### SUPPLIED RECORDS
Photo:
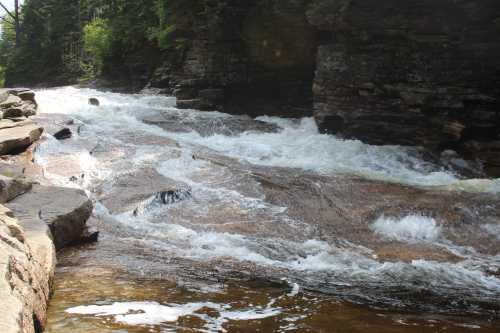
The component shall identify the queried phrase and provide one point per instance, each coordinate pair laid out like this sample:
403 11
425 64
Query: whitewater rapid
299 145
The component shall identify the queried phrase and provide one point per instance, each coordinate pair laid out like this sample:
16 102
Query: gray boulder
64 210
16 136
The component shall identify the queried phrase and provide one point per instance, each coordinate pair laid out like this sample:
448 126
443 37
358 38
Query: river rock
13 112
16 136
94 101
27 263
64 210
27 95
11 100
134 191
10 188
59 126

### WHAT TO WORK ON
Without the pictures, give the entries above back exactly.

### PROBLEM SOLUTION
Photo:
The component shall identify the queried phrase and provide one point per instance, each coordinate pair laid out like this sample:
403 11
425 64
Query: whitewater rapid
299 145
The component shall identify the queried phrase and provide one point per instance, each coordinate pair laid out like this sample:
16 102
Query: gray boulder
64 210
16 136
The component shall identify the queried phrase and provide one point per instance, each coordinate pair laid out like this sample:
448 126
443 37
358 38
Query: river rock
13 112
16 136
94 101
27 263
64 210
27 95
11 100
134 191
10 188
59 126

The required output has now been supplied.